# Hilfe!!! Schon wieder Wasser weg



## Zotteldog (26. Sep. 2014)

Mein Teich ist ca. 2Jahre alt (ca.8000l )und macht eigentlich relativ wenig Probleme, Fische und Pflanzen gedeihen super Wasserwerte sind o.k.. Als wir in diesem Sommer in Urlaub waren berichtete unser Tiersitter das unser Teich von einem Tag auf den anderen leer gelaufen (bis auf ca.30 cm) ist, ich vermutete einen nicht richtig verschlossenen Teichfilter und da unsere Fische sich in die Restpfütze retten konnten schenkte ich dem Thema keine weitere Beachtung. Heute morgen dann der große Schock der Teich ist leer das Summen der Pumpe machte mich darauf aufmerksam(es ist ja noch dunkel). Also erstmal schnell Schlauch rein und pumpe an :-( am Filter kann es nicht liegen den habe ich die letzte 2 Tage nicht angerührt da es nicht nötig war, es gibt auch keine Pfütze in der nähe des Teiches. Der letzte ,,Leerlauf,,ist jetzt 7 Wochen her sonst war kein unnormaler Wasserverlust zu bemerken. Hat hier jemand eine Idee woran es liegt das ein Teich auf einmal in ca. 8Stunden leer läuft,sonst aber wochenlang nichts passiert??????????

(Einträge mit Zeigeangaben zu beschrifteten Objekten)

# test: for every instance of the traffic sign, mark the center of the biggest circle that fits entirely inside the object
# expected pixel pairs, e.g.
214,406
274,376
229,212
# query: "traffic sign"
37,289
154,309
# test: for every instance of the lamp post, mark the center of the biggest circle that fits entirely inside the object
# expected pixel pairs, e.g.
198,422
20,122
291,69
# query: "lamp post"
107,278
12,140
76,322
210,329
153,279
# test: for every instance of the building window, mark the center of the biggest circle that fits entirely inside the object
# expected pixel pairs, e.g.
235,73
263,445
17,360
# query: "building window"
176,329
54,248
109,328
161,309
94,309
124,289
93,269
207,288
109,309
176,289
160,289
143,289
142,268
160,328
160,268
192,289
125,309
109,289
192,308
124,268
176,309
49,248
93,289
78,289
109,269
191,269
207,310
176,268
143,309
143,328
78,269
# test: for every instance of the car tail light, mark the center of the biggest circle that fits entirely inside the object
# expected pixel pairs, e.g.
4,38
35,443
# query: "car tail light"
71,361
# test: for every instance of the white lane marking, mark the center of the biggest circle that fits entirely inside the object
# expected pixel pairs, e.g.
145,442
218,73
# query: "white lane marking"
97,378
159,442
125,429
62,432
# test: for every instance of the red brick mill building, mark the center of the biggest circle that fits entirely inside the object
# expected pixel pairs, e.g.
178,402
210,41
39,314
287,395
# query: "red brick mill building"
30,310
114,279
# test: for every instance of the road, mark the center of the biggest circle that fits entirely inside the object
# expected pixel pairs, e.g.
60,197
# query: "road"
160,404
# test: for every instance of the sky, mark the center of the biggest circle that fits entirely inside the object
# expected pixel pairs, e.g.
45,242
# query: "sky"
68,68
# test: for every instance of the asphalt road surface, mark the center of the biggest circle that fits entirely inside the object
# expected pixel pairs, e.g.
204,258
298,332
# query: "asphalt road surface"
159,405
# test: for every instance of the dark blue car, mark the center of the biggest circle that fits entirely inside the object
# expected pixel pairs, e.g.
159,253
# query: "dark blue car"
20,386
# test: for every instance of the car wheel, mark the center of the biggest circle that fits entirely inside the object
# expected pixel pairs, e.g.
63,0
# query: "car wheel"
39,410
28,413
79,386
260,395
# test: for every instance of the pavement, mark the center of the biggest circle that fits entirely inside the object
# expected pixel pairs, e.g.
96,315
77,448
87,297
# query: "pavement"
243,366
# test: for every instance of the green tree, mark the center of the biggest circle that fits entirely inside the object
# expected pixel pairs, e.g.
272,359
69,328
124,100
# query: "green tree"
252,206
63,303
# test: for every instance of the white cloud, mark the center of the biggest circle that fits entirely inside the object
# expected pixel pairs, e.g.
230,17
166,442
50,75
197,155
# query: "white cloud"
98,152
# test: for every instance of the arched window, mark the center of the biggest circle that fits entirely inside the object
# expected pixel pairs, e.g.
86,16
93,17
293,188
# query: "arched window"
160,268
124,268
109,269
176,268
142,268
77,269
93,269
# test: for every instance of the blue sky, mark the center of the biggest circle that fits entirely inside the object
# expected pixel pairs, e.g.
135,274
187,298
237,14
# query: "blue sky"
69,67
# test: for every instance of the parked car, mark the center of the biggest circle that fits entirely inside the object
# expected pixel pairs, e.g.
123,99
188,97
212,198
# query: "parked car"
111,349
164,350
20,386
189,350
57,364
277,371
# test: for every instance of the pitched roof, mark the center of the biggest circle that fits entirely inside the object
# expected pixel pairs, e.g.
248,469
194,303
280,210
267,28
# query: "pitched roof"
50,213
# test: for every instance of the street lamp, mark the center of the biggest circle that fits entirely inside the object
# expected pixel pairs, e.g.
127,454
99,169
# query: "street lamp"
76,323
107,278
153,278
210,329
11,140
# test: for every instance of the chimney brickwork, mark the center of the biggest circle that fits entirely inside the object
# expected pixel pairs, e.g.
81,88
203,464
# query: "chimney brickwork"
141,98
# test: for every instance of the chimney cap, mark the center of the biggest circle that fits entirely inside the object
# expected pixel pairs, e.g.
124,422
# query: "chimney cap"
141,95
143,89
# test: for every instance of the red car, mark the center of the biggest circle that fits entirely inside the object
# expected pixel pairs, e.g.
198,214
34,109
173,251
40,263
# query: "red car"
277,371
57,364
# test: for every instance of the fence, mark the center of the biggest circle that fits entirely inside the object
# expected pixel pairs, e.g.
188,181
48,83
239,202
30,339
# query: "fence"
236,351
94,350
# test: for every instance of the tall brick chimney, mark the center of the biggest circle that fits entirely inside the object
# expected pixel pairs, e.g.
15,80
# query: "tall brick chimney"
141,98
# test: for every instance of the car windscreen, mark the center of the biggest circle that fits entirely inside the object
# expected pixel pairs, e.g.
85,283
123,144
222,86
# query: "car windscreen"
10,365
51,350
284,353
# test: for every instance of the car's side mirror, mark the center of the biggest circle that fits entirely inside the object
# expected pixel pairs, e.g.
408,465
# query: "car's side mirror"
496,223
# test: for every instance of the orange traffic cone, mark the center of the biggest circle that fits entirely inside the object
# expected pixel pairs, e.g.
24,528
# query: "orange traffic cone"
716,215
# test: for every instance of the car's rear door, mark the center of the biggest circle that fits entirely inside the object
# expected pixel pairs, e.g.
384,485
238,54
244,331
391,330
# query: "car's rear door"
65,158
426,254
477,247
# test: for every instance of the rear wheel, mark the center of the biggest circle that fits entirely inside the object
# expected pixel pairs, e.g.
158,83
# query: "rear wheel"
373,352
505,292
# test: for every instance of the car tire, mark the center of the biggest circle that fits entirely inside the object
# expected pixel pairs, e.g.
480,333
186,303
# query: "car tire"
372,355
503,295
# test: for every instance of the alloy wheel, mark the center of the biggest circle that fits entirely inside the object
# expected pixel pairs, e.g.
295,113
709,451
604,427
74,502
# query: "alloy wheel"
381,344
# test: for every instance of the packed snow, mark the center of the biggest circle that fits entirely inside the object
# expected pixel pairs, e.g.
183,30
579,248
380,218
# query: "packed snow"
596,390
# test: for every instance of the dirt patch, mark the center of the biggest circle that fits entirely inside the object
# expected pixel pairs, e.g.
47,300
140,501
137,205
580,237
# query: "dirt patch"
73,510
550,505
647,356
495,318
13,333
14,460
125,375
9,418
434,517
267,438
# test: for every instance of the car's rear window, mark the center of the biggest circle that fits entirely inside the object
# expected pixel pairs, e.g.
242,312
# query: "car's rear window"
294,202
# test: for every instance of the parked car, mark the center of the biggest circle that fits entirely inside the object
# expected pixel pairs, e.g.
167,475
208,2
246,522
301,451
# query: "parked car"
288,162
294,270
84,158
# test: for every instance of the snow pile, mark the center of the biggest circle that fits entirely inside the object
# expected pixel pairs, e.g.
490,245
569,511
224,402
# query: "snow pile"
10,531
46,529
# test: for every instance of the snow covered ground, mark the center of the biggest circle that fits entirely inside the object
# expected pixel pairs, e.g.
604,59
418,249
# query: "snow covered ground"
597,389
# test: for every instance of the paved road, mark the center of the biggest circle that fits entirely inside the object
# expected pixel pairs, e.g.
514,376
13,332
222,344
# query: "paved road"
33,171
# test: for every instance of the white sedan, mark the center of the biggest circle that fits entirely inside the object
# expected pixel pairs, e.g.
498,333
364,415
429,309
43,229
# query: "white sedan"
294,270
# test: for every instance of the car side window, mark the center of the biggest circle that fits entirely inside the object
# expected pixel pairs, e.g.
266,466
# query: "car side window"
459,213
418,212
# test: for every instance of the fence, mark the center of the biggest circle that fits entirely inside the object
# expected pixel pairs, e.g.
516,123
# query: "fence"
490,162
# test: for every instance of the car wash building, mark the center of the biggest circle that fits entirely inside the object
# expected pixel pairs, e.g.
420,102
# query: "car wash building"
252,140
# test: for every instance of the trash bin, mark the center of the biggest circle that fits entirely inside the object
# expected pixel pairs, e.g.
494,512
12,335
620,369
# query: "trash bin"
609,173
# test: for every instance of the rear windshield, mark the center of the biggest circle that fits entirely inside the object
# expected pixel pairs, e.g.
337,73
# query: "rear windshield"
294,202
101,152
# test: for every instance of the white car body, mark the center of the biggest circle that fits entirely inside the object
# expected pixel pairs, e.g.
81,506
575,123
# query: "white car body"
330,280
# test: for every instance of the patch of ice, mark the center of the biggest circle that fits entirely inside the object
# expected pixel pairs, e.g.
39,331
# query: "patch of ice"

• **AUFGABEN**
• 1. Stelle alles von der Zeile mit „# test: for every instance of the white car“ bis hinunter zur letzten der obigen Zeilen als nummerierte Liste dar, beide Enden eingeschlossen und ohne Leerzeilen.
• 2. Schreibe den Forumsbeitrag über den plötzlich leergelaufenen Gartenteich im Anschluss an seinen letzten Satz weiter.

• **LÖSUNGEN**
• 1.
1. # test: for every instance of the white car body, mark the center of the biggest circle that fits entirely inside the object
2. # expected pixel pairs, e.g.
3. 81,506
4. 575,123
5. # query: "white car body"
6. 330,280
7. # test: for every instance of the patch of ice, mark the center of the biggest circle that fits entirely inside the object
8. # expected pixel pairs, e.g.
9. 39,331
10. # query: "patch of ice"

• 2.
Für Tipps schon mal Danke


----------



## Tinky (26. Sep. 2014)

Moin,

also wenn der Teich schon einmal ganz plötzlich in kürzester Zeit leegelaufen ist und nun über Nach wieder dann MUSS es ja eigentlich mit der Technik zu tun haben.
Guck da lieber nochmal genauer nach denn ein Leck oder Docht wird ja nicht plötzlich zu 6.000 - 7.000 Litern Wasserverlust führen (und das nur unregelmäßig)
Ich hatte ein Loch in der Folie ca. so groß wie ein 20Ct-Stück...da ist in 24 Stunden der Wasserstand um vielleicht 20 cm gefallen.
Viel Erfolg!


----------



## koile (26. Sep. 2014)

Moin moin,
ich würde mal sagen, das daß Wasser Rausgepumpt wurde!
Denn ein kleines Loch lässt in der Zeit nicht soviel Wasser durch.
Kontrolliere mal Deine Schläuche , und Anschlüsse.


----------



## krallowa (26. Sep. 2014)

Guten Morgen Zotteldog,

zwei Möglichkeiten
1. Ein Nachbar kann dich nicht leiden und legt dir den Teich über Nacht trocken
2. Deine Filter laufen über oder ein Schlauch/Verrohrung am Auslauf setzt sich zu

Natürliches Phänomen ist bei der Zeit und der Menge jawohl ausgeschlossen oder du hast durstige Elefanten in der Nachbarschaft


----------



## Nori (26. Sep. 2014)

Ich verstehe nicht, wenn das bereits einmal passiert ist, wieso man nicht mal 35,- € für einen Wasserstandssensor übrig hat, der die Pumpe ab einem gewissen Teich-Pegel abschaltet - 8000 Liter Wasser kosten doch auch Geld - vom Schaden beim Besatz mal ganz zu schweigen.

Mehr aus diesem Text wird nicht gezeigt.